- Short problem -
Copy the lines below verbatim, starting at the line that contains "ground, one per instance" and ending with the final line of the items.

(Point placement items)
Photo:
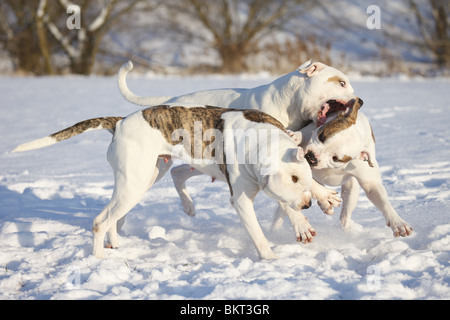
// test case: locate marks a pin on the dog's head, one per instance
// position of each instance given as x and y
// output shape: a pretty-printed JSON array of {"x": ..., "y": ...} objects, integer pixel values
[
  {"x": 291, "y": 182},
  {"x": 327, "y": 90},
  {"x": 338, "y": 141}
]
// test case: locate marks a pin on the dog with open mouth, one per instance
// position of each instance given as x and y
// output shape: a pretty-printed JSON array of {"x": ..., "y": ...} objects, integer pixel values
[
  {"x": 143, "y": 137},
  {"x": 341, "y": 152},
  {"x": 308, "y": 94}
]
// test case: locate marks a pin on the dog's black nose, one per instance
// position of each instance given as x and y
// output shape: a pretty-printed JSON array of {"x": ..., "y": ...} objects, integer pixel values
[
  {"x": 311, "y": 158},
  {"x": 361, "y": 102},
  {"x": 306, "y": 206}
]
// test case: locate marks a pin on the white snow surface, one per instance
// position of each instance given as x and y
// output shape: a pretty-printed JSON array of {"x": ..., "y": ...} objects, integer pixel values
[{"x": 49, "y": 197}]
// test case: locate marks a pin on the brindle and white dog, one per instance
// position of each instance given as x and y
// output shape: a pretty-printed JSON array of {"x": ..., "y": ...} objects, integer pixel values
[
  {"x": 342, "y": 153},
  {"x": 164, "y": 132},
  {"x": 308, "y": 94}
]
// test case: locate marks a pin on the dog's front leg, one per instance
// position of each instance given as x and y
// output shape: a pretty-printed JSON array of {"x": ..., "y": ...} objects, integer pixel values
[
  {"x": 377, "y": 194},
  {"x": 242, "y": 202},
  {"x": 304, "y": 232},
  {"x": 350, "y": 195},
  {"x": 369, "y": 179},
  {"x": 326, "y": 198}
]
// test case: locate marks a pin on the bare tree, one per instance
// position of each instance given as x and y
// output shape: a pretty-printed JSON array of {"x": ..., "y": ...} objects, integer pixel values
[
  {"x": 33, "y": 32},
  {"x": 435, "y": 28},
  {"x": 81, "y": 44},
  {"x": 18, "y": 35},
  {"x": 235, "y": 27}
]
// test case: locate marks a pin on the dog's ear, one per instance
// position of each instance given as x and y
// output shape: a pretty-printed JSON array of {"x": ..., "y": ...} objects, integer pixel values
[
  {"x": 365, "y": 156},
  {"x": 312, "y": 69}
]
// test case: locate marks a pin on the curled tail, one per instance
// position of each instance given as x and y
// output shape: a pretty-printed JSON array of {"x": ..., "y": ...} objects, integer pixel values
[
  {"x": 130, "y": 96},
  {"x": 106, "y": 123}
]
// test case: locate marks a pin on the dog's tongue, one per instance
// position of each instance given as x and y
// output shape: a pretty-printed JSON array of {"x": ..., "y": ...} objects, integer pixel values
[{"x": 322, "y": 115}]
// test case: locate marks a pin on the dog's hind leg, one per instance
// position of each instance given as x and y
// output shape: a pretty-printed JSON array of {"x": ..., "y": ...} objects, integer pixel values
[
  {"x": 134, "y": 170},
  {"x": 350, "y": 195},
  {"x": 179, "y": 176},
  {"x": 162, "y": 166}
]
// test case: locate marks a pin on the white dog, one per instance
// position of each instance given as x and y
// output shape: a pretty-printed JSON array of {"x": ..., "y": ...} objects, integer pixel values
[
  {"x": 307, "y": 94},
  {"x": 164, "y": 132},
  {"x": 342, "y": 153}
]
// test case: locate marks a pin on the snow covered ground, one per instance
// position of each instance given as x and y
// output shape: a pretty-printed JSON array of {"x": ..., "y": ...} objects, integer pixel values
[{"x": 49, "y": 197}]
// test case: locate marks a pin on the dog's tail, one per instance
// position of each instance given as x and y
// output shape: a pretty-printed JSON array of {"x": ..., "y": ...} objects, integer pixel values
[
  {"x": 106, "y": 123},
  {"x": 130, "y": 96}
]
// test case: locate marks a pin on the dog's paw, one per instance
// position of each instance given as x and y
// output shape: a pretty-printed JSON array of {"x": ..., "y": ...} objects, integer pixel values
[
  {"x": 296, "y": 136},
  {"x": 329, "y": 201},
  {"x": 188, "y": 207},
  {"x": 304, "y": 232},
  {"x": 400, "y": 227}
]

- Answer to the problem -
// test case: locate marks a pin on the snow covered ground, one per instance
// position of each instance given as x and y
// output shape: a pretty-printed JSON array of {"x": ..., "y": ...} objects, integer pixel values
[{"x": 49, "y": 197}]
// test case: locate marks a pin on the dog's tail, one per instance
// position of each instance given as x and y
// output shape: a pretty-printed JSON array of {"x": ..., "y": ...} objects, integer pixel values
[
  {"x": 106, "y": 123},
  {"x": 130, "y": 96}
]
// test case: locate marks a pin on the dog's paw, one per instance
// position of each instance given as x and y
// output shape: a pretty-printed JSON array of {"x": ..., "y": ...} objects, integer pixel values
[
  {"x": 296, "y": 136},
  {"x": 329, "y": 201},
  {"x": 188, "y": 207},
  {"x": 304, "y": 232},
  {"x": 400, "y": 227}
]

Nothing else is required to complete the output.